## Begin
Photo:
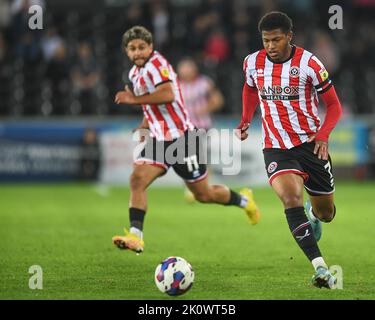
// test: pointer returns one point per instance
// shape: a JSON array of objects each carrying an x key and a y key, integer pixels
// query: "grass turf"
[{"x": 67, "y": 230}]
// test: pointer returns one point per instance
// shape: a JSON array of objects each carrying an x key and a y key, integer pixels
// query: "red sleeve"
[
  {"x": 250, "y": 100},
  {"x": 333, "y": 114}
]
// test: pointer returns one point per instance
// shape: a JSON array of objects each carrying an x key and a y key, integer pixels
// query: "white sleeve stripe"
[
  {"x": 320, "y": 89},
  {"x": 318, "y": 62},
  {"x": 155, "y": 73}
]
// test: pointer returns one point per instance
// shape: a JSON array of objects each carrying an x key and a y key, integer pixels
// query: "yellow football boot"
[{"x": 251, "y": 208}]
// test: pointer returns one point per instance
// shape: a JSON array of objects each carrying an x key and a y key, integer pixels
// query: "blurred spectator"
[
  {"x": 324, "y": 48},
  {"x": 90, "y": 155},
  {"x": 160, "y": 24},
  {"x": 86, "y": 79},
  {"x": 27, "y": 41},
  {"x": 5, "y": 76},
  {"x": 5, "y": 14},
  {"x": 199, "y": 92},
  {"x": 217, "y": 47},
  {"x": 58, "y": 75},
  {"x": 50, "y": 43},
  {"x": 217, "y": 33}
]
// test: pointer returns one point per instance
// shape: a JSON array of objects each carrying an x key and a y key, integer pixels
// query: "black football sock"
[
  {"x": 235, "y": 199},
  {"x": 302, "y": 232},
  {"x": 136, "y": 217}
]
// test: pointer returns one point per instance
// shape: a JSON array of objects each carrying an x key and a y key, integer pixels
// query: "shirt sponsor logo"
[
  {"x": 323, "y": 74},
  {"x": 294, "y": 72},
  {"x": 279, "y": 93}
]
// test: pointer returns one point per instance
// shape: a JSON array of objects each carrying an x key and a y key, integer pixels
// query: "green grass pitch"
[{"x": 67, "y": 230}]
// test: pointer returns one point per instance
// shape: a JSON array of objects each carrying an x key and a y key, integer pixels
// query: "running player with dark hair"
[
  {"x": 157, "y": 90},
  {"x": 286, "y": 80}
]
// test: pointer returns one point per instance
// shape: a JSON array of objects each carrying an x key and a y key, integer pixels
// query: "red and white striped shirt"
[
  {"x": 166, "y": 121},
  {"x": 288, "y": 95},
  {"x": 196, "y": 94}
]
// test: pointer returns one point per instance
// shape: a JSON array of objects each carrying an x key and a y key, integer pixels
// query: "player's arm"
[
  {"x": 143, "y": 129},
  {"x": 250, "y": 101},
  {"x": 323, "y": 85},
  {"x": 333, "y": 114},
  {"x": 164, "y": 93}
]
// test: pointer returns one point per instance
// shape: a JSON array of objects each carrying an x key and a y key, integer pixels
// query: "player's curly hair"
[
  {"x": 136, "y": 32},
  {"x": 275, "y": 20}
]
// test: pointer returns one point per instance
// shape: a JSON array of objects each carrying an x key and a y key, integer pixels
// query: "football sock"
[
  {"x": 137, "y": 232},
  {"x": 302, "y": 232},
  {"x": 236, "y": 200},
  {"x": 136, "y": 217},
  {"x": 315, "y": 218}
]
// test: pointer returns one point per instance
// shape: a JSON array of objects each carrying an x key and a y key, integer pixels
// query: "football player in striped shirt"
[
  {"x": 286, "y": 80},
  {"x": 201, "y": 98},
  {"x": 157, "y": 90}
]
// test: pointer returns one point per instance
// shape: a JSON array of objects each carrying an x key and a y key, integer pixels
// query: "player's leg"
[
  {"x": 289, "y": 188},
  {"x": 143, "y": 175},
  {"x": 323, "y": 207},
  {"x": 221, "y": 194},
  {"x": 320, "y": 187}
]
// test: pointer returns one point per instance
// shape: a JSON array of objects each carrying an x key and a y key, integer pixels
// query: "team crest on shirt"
[
  {"x": 272, "y": 167},
  {"x": 294, "y": 72},
  {"x": 164, "y": 72},
  {"x": 323, "y": 74}
]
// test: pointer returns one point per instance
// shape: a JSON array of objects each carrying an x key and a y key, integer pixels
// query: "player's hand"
[
  {"x": 321, "y": 148},
  {"x": 240, "y": 131},
  {"x": 143, "y": 132},
  {"x": 126, "y": 96}
]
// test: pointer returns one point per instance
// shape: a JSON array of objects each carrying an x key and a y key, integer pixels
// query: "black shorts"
[
  {"x": 301, "y": 160},
  {"x": 186, "y": 155}
]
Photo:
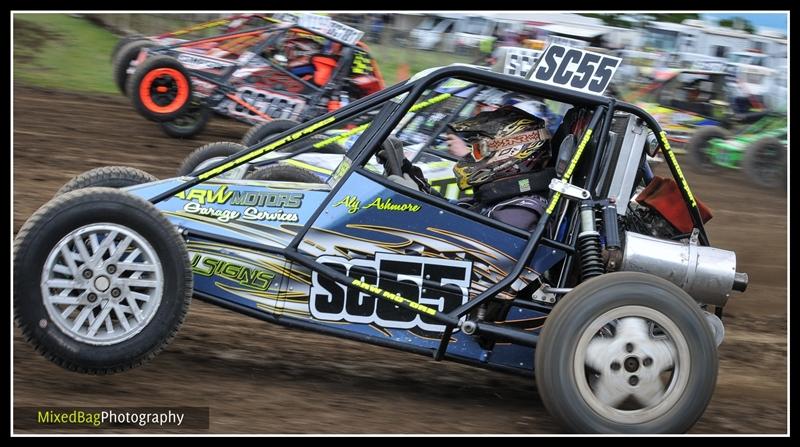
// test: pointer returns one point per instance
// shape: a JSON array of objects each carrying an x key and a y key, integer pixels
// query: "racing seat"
[
  {"x": 392, "y": 157},
  {"x": 323, "y": 66}
]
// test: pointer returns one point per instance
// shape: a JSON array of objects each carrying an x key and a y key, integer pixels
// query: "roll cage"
[
  {"x": 276, "y": 31},
  {"x": 584, "y": 168}
]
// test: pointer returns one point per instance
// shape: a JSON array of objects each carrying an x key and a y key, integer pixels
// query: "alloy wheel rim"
[
  {"x": 102, "y": 284},
  {"x": 632, "y": 364}
]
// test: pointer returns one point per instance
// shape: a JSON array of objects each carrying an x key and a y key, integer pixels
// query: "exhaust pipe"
[{"x": 707, "y": 274}]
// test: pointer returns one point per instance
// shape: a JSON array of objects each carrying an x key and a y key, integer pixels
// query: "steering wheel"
[{"x": 391, "y": 156}]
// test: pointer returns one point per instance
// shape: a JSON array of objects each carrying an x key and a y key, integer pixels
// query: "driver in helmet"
[{"x": 505, "y": 157}]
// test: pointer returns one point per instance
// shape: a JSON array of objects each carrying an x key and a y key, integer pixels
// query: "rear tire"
[
  {"x": 123, "y": 60},
  {"x": 156, "y": 267},
  {"x": 124, "y": 41},
  {"x": 765, "y": 163},
  {"x": 597, "y": 328},
  {"x": 208, "y": 154},
  {"x": 698, "y": 147},
  {"x": 261, "y": 132},
  {"x": 161, "y": 89},
  {"x": 284, "y": 173},
  {"x": 108, "y": 177}
]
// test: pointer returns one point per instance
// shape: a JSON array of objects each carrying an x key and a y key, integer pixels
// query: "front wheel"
[
  {"x": 191, "y": 123},
  {"x": 765, "y": 163},
  {"x": 102, "y": 280},
  {"x": 699, "y": 147},
  {"x": 160, "y": 89},
  {"x": 124, "y": 61},
  {"x": 626, "y": 353}
]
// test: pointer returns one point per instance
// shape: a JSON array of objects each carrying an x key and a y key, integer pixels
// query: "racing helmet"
[{"x": 505, "y": 142}]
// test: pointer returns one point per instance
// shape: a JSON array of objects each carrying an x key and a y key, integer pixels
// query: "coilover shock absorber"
[{"x": 589, "y": 245}]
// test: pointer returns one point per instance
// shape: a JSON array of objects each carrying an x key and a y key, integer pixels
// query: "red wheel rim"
[{"x": 164, "y": 90}]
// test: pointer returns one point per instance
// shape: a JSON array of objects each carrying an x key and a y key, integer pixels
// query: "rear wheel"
[
  {"x": 124, "y": 60},
  {"x": 108, "y": 177},
  {"x": 191, "y": 123},
  {"x": 211, "y": 153},
  {"x": 765, "y": 163},
  {"x": 284, "y": 173},
  {"x": 626, "y": 353},
  {"x": 102, "y": 280},
  {"x": 160, "y": 89},
  {"x": 699, "y": 147}
]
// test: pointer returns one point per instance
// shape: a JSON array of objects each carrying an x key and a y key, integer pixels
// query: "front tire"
[
  {"x": 102, "y": 281},
  {"x": 189, "y": 124},
  {"x": 124, "y": 58},
  {"x": 626, "y": 352},
  {"x": 108, "y": 177}
]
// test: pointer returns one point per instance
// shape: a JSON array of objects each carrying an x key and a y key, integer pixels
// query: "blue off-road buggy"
[{"x": 613, "y": 300}]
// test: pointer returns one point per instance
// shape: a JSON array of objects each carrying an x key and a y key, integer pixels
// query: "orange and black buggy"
[{"x": 297, "y": 68}]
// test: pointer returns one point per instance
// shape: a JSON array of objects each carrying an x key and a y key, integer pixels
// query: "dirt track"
[{"x": 258, "y": 378}]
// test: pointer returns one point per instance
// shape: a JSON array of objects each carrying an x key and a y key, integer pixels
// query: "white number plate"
[
  {"x": 323, "y": 25},
  {"x": 519, "y": 61},
  {"x": 575, "y": 69}
]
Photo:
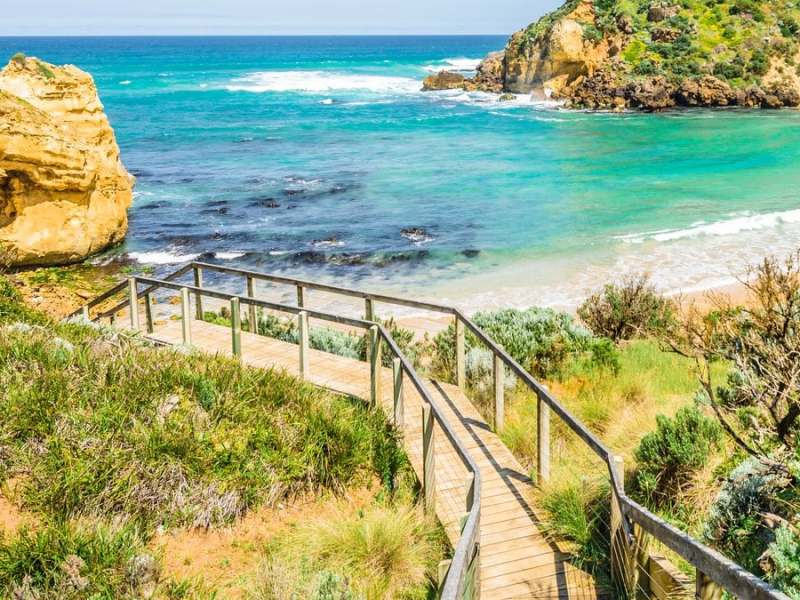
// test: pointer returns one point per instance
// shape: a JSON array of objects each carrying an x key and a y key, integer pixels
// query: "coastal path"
[{"x": 478, "y": 490}]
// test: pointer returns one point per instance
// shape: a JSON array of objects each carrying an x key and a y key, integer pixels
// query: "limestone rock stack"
[{"x": 64, "y": 192}]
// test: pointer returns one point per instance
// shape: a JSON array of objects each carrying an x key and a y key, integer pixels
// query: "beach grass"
[{"x": 106, "y": 441}]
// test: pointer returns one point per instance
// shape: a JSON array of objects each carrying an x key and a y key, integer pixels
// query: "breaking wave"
[
  {"x": 322, "y": 82},
  {"x": 738, "y": 223}
]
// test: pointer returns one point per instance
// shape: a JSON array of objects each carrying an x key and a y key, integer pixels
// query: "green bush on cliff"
[
  {"x": 107, "y": 439},
  {"x": 667, "y": 457},
  {"x": 542, "y": 340}
]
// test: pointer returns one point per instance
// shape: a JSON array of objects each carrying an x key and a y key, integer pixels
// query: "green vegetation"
[
  {"x": 44, "y": 70},
  {"x": 668, "y": 457},
  {"x": 106, "y": 440},
  {"x": 374, "y": 554},
  {"x": 630, "y": 309},
  {"x": 735, "y": 40}
]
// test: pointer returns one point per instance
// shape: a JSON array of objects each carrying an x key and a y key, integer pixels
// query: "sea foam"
[
  {"x": 737, "y": 223},
  {"x": 322, "y": 82},
  {"x": 459, "y": 65},
  {"x": 161, "y": 258}
]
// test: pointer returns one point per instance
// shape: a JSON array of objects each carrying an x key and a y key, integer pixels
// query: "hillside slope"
[{"x": 653, "y": 54}]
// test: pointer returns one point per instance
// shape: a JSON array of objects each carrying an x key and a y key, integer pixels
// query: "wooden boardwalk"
[{"x": 516, "y": 560}]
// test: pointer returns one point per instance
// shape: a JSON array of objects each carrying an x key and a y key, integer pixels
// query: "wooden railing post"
[
  {"x": 472, "y": 586},
  {"x": 369, "y": 315},
  {"x": 236, "y": 327},
  {"x": 706, "y": 589},
  {"x": 302, "y": 327},
  {"x": 428, "y": 460},
  {"x": 461, "y": 358},
  {"x": 623, "y": 563},
  {"x": 133, "y": 300},
  {"x": 374, "y": 365},
  {"x": 251, "y": 309},
  {"x": 148, "y": 312},
  {"x": 369, "y": 309},
  {"x": 399, "y": 409},
  {"x": 543, "y": 440},
  {"x": 499, "y": 395},
  {"x": 198, "y": 283},
  {"x": 186, "y": 318}
]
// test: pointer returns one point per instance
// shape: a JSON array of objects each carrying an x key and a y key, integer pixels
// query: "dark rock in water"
[
  {"x": 263, "y": 203},
  {"x": 401, "y": 257},
  {"x": 317, "y": 258},
  {"x": 444, "y": 80},
  {"x": 331, "y": 242},
  {"x": 222, "y": 210},
  {"x": 153, "y": 205},
  {"x": 417, "y": 235}
]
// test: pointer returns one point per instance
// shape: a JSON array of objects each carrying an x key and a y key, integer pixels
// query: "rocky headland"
[
  {"x": 64, "y": 192},
  {"x": 650, "y": 54}
]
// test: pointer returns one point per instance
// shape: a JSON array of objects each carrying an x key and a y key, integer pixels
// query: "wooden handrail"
[
  {"x": 467, "y": 549},
  {"x": 708, "y": 562}
]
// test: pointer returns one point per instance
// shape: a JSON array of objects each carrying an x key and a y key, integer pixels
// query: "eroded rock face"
[
  {"x": 613, "y": 55},
  {"x": 64, "y": 193}
]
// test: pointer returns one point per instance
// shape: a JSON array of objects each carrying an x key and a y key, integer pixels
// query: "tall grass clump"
[
  {"x": 383, "y": 551},
  {"x": 106, "y": 439}
]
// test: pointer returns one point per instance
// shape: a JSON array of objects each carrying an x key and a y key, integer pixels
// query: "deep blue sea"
[{"x": 321, "y": 156}]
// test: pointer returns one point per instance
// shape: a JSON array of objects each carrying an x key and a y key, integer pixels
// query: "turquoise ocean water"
[{"x": 320, "y": 156}]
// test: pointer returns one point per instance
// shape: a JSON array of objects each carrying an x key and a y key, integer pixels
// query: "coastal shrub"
[
  {"x": 667, "y": 457},
  {"x": 76, "y": 560},
  {"x": 758, "y": 401},
  {"x": 541, "y": 340},
  {"x": 784, "y": 556},
  {"x": 738, "y": 522},
  {"x": 632, "y": 308},
  {"x": 759, "y": 63},
  {"x": 110, "y": 427}
]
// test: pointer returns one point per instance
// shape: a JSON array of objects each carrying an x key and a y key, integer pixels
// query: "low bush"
[
  {"x": 632, "y": 308},
  {"x": 111, "y": 427},
  {"x": 540, "y": 339},
  {"x": 784, "y": 558},
  {"x": 77, "y": 560},
  {"x": 739, "y": 522},
  {"x": 667, "y": 457}
]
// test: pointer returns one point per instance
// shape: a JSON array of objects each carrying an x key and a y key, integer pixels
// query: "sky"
[{"x": 270, "y": 17}]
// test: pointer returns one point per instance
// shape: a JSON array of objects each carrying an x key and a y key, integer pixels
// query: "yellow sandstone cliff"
[{"x": 64, "y": 193}]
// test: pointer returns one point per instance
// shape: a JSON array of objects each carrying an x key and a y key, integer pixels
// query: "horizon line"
[{"x": 240, "y": 35}]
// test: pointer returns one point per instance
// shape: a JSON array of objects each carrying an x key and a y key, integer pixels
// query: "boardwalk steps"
[{"x": 479, "y": 491}]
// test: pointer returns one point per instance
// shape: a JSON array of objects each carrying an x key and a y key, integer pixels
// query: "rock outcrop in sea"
[
  {"x": 651, "y": 54},
  {"x": 64, "y": 192}
]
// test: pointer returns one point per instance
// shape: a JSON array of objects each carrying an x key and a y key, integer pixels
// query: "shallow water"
[{"x": 320, "y": 156}]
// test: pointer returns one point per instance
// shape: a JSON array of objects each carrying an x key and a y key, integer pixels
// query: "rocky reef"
[
  {"x": 651, "y": 54},
  {"x": 64, "y": 193}
]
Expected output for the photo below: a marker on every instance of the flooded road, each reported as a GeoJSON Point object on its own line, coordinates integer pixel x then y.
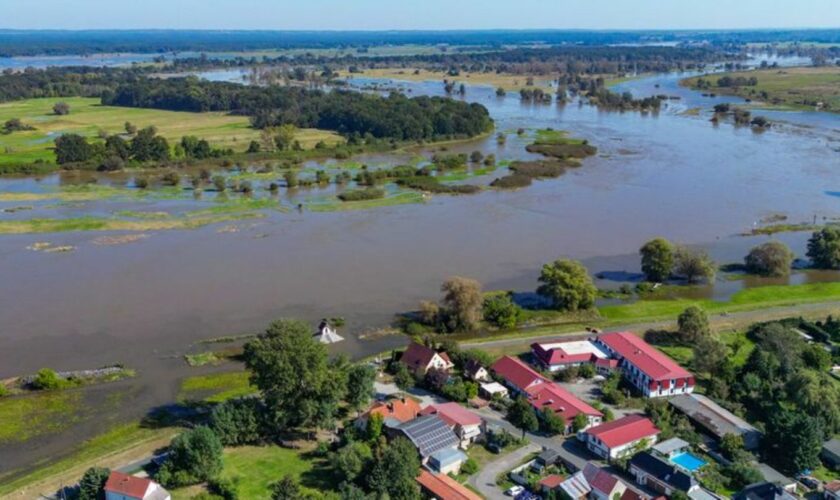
## End
# Exercise:
Copy every line from the lines above that contains the word "player".

# Solved problem:
// query: "running player with dark hair"
// query: "player's arm"
// query: "player's curly hair"
// query: "football player in striped shirt"
// query: "player's leg"
// query: "player's hand"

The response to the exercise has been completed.